Um pai encobre o facto do seu filho adolescente, sem carta e tendo consigo erva ter atropelado uma rapariga.
Na tentativa de refazer a relação com o filho, permitiu-se o descuido de o deixar guiar, que a sua mulher muito censuraria. Ela está prestes a ascender à posição de juíza federal.
Não antes que o FBI lhe vasculhe a vida para se certificar que a história daquela família é imaculada!
Por um bom terço deste livro Lisa Scottoline parece usar o cenário de coincidências exageradas - telenovelescas, que é como quem diz da má ficção - para preparar terreno a uma visão da fractura marital num cenário extremo.
Nesta altura é mais difícil aceitar algumas das decisões do pai do que a probabilidade dos eventos coincidirem no tempo.
Fica-se porque há a expectativa de um cenário em que o adolescente quer confessar o que fez e toma decisões irreflectidas, o pai quer sacrificar a sua consciência para dar um futuro tanto ao filho como à mulher e ela é mantida na ignorância tentando garantir para ela a normalidade que os investigadores devem encontrar.
Um jogo potencialmente curioso que, dentro da mesma casa e numa comunidade pequena, tem tudo para se valer de uma claustrofobia que projecta o que de mais psicopático há nos elementos masculinos de uma família.
Não é por aí que o livro segue, antes começando a acrescentar elementos que o encaminham para algo diferente.
Descobre-se que a rapariga era colega do condutor e logo surge em cena uma chantagem feita ao pai por alguém que tem provas do que aconteceu, com o pai e chantagista a perseguirem-se mutuamente.
Quando a mulher descobre o que aconteceu, uma antiga traição que ela cometeu surge como o segredo que a torna menos digna de censurar o marido.
O que daí resulta é uma fachada, normalidade a cobrir o poço de ódio que se gerou, um casamento que é mantido em nome do filho.
Ganha papel principal a racionalidade da mãe, que entretanto abdica da sua promoção, e planeia sistematicamente os passos a dar para lidar com a chantagem e não perder a liberdade do filho.
Nessa altura o grau de coincidências vai para lá do absurdo que pensávamos já ter atingido e o chantagista aparece morto (talvez tenha sido a mãe...) porque era um voyeur da adolescente atropelada e tinha provas de que ela mantinha um caso com um homem mais velho.
Em pleno modo thriller, o livro continua adiante sem voltar a abrandar para reflectir numa devida construção, trata apenas de atirar elementos novos sobre os que já lá estão.
O desenlace é implausível ao jeito de cada vez mais thrillers, com um grande confronto onde tudo é explicado e cada interveniente sofre ainda mais um pouco.

** Tarefa **
Copia da crítica, sem mudar nada, o trecho que vai de "Nesta altura é" até "para algo diferente.". As entradas não têm nada a ver com a crítica.

** Dados fornecidos **
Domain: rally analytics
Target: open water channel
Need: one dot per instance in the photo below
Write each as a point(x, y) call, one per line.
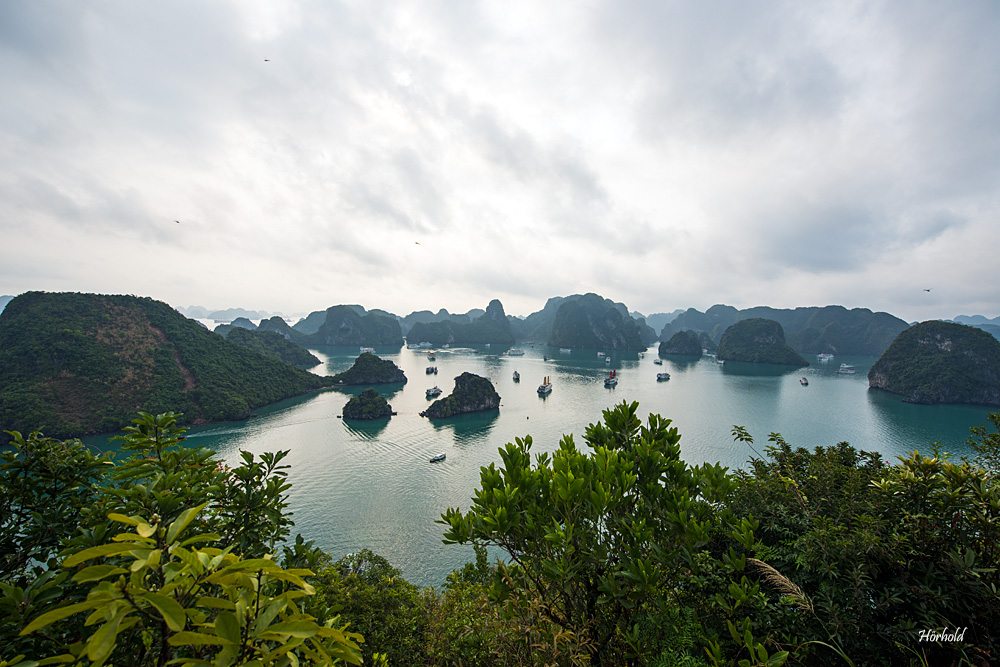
point(370, 485)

** Resposta **
Nesta altura é mais difícil aceitar algumas das decisões do pai do que a probabilidade dos eventos coincidirem no tempo.
Fica-se porque há a expectativa de um cenário em que o adolescente quer confessar o que fez e toma decisões irreflectidas, o pai quer sacrificar a sua consciência para dar um futuro tanto ao filho como à mulher e ela é mantida na ignorância tentando garantir para ela a normalidade que os investigadores devem encontrar.
Um jogo potencialmente curioso que, dentro da mesma casa e numa comunidade pequena, tem tudo para se valer de uma claustrofobia que projecta o que de mais psicopático há nos elementos masculinos de uma família.
Não é por aí que o livro segue, antes começando a acrescentar elementos que o encaminham para algo diferente.